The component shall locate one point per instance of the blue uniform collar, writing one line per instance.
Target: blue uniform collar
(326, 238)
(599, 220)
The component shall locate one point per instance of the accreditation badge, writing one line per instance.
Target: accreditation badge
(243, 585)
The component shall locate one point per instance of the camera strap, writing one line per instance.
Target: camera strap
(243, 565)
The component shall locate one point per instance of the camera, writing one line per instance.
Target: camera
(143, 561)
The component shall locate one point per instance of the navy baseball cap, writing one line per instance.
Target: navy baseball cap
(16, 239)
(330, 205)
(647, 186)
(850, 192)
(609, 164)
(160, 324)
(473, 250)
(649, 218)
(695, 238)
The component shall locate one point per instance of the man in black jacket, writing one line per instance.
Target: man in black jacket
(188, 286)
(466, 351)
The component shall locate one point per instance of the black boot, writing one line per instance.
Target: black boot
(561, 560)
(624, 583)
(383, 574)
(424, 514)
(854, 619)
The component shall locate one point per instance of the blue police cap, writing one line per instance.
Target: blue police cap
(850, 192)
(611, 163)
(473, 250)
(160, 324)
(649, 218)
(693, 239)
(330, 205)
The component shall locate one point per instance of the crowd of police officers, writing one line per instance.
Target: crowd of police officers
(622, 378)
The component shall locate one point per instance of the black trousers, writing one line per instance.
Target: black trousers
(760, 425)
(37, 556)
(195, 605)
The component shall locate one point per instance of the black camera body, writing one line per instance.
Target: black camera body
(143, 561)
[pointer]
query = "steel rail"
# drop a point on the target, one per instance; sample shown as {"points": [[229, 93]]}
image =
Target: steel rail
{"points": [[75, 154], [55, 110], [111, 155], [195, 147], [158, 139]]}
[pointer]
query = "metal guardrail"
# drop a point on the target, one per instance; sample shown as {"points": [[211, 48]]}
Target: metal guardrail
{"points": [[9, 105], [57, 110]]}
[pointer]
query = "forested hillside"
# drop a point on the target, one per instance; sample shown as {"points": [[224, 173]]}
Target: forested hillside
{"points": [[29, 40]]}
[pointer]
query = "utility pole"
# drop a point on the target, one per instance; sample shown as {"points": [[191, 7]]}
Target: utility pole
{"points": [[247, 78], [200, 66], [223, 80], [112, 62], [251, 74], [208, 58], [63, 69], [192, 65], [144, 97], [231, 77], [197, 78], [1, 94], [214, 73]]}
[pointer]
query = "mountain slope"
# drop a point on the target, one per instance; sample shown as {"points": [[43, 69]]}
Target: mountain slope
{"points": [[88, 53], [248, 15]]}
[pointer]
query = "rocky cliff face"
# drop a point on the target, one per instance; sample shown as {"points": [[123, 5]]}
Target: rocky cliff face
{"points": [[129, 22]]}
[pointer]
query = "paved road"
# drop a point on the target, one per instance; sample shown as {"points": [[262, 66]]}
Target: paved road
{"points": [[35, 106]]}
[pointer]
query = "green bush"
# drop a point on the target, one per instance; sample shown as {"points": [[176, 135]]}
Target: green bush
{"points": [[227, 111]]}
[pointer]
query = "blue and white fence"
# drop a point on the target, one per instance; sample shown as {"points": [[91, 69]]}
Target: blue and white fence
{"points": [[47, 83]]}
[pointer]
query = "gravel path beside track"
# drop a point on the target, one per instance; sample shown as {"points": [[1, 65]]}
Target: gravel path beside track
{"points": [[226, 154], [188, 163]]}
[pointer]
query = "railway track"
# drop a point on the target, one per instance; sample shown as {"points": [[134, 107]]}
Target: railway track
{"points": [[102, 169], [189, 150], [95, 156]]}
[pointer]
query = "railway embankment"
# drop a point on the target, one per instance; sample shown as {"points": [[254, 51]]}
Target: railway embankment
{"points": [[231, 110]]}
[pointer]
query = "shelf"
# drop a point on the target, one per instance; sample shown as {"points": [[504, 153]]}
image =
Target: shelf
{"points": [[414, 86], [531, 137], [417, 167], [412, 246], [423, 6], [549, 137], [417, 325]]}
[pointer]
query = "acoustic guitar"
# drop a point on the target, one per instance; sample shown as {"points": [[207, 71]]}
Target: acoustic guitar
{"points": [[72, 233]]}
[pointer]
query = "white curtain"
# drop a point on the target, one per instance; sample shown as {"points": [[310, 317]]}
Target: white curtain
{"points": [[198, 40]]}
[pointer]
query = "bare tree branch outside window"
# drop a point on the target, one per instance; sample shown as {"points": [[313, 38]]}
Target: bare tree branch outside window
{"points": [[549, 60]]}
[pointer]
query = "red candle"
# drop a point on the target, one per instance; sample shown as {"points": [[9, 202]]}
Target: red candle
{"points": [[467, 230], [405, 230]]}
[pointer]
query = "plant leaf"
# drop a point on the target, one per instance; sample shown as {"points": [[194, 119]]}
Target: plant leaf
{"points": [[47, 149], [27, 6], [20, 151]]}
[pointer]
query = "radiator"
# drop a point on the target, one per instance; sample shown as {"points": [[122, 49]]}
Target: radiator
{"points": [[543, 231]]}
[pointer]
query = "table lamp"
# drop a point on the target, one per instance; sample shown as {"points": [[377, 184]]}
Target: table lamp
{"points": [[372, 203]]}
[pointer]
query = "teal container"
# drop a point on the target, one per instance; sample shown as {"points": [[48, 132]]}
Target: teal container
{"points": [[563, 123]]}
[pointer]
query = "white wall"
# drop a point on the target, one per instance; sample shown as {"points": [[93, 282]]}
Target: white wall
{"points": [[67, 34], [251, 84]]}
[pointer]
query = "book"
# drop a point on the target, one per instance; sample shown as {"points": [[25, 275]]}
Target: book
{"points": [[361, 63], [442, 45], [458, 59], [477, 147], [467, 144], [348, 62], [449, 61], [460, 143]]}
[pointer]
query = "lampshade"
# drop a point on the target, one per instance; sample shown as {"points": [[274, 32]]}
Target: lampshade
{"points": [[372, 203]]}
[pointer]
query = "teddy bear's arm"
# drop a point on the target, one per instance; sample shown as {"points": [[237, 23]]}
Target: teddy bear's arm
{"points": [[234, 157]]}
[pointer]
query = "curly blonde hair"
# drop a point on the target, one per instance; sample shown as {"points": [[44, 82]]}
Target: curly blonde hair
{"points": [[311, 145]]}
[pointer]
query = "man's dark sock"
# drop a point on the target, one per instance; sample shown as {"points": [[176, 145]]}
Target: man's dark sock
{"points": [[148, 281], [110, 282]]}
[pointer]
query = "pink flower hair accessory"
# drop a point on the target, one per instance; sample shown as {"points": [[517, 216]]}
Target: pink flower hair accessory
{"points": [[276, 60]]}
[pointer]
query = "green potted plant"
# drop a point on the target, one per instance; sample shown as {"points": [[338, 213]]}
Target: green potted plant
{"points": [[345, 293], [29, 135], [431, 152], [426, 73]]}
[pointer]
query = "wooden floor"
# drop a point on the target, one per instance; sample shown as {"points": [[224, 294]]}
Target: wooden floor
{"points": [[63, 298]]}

• _Objective_
Identify every line in the rows above that contains the word "gravel", and copy each of those lines in full.

• _Answer to the problem_
query = "gravel path beside track"
Target: gravel path beside track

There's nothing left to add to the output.